Ranjit Mukherjee: The star striker of Indian football in the 70s

Sudip Pakrashi

Published: 8 May 2019 4:18 AM GMT
In his halcyon days he was one of the best strikers in Indian football. In a career spanning over a period of 18 years, Ranjit Mukherjee became the top scorer twice in Calcutta Premier League, once jointly with Mohammed Akbar and on other occasion, he became the lone top scorer. Mukherjee surpassed his competitors in Indian football that time, a galaxy of star strikers namely Subhash Bhowmick, Shyam Thapa, Sukalyan Ghosh Dastidar, Shabbir Ali, and later Jamshid Nassiri (they were dominating strikers in Kolkata Maidan at that time) on the way to becoming the top scorer. He still holds a rare record after 35 years of his retirement from football. Mukherjee is the only striker in the history of East Bengal Football Club history so far who had struck goals for East Bengal in its opening match in any tournament.

Even now, the 68-year-old striker, a resident of Khardah in North 24 Parganas of West Bengal, has not forgotten anything. Speaking to The Bridge recently, Mukherjee famous for his inimitable headers revealed he still remembers his special practice sessions to master the same. “The legendary footballer of 1950s, Kesto Pal once watched me in a district game. Then he advised me to change my stance while going for the header and simultaneously advised me to practice heading on a rubber ball standing in water. So I started doing it."

"Standing on the ghat of a pool, drowning upto waist, I used to try to jump and head on a rubber ball every morning. The practice continued for hours. It helped me a lot. In the evening during training when I used to jump to head the ball, I felt my bodyweight had become lighter and I could even fly over the challenging defender in the air.” 

After his retirement from football, Ranjit Mukherjee did not waste much time and started coaching. His debut stint was with Kidderpore, the same club where he started his journey in 1971. Post that, Mukherjee had coached more first division clubs including the junior team of East Bengal. Simultaneously, along with a few more former international footballers like Parimal Dey, Sushanta Ghosh, Chinmoy Chatterjee, Mohammed Nazir, he created a nursery football school in his locality in Khardah and named it Khardah Sports Academy.

A lot of footballers including Subrata Paul and Lalkamal Bhowmick, have spent some time in the academy and established themselves as Indian national team players later. Even one of the four under-17 World Cup stars from Bengal, Rahim Ali’s cradle was Khardah Sports Academy.

▸ **DATA EXCERPT**:
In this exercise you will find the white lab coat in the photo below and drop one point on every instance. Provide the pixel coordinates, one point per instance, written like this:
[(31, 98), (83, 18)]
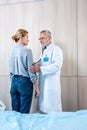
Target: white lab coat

▸ **EXERCISES TO COMPLETE**:
1. Using the Ranjit Mukherjee article, answer these questions:
(a) Who told Mukherjee to practice heading a rubber ball while standing in water?
(b) At which club did Mukherjee have his first coaching stint?
(c) What name did Mukherjee and his fellow former players give the nursery football school they created?
2. Continue the Ranjit Mukherjee article from its final sentence.
The material has no connection to the Ranjit Mukherjee article.

▸ **TASK RESPONSES**:
1.
(a) Kesto Pal
(b) Kidderpore
(c) Khardah Sports Academy

2.
Mukherjee remembers two incidents which haunts him even today. One was his omission from senior Indian football team in 1978 Asian Games. Mukherjee said, “I was top scorer in three major domestic tournaments that year. I still wonder why I was not included in the team in that Games.”

The second incident is his lack of knowledge not utilised by Indian football fraternity. The striker mentioned, "I had undergone training in AS Roma for 23 days in 1990. I learnt a lot on coaching after discussions with legendary Michel Platini and Franz Beckenbauer. Inspite of producing success for clubs as a coach, I was not given proper opportunity.”

He is now happy with kids of his nursery football school and is in continuous search of bringing out another Ranjit Mukherjee. He has not found any such talent so far in last 31 years.

Mukherjee has another world that was not much discussed during his playing days or even during his coaching career. He had a deep passion for music and one of the uncles was directly associated with the Bollywood music industry. Mukherjee revealed, “I had gone to visit legendary music director SD Burman’s house in Mumbai several times. I had listened to RD Burman composing music in his home several times."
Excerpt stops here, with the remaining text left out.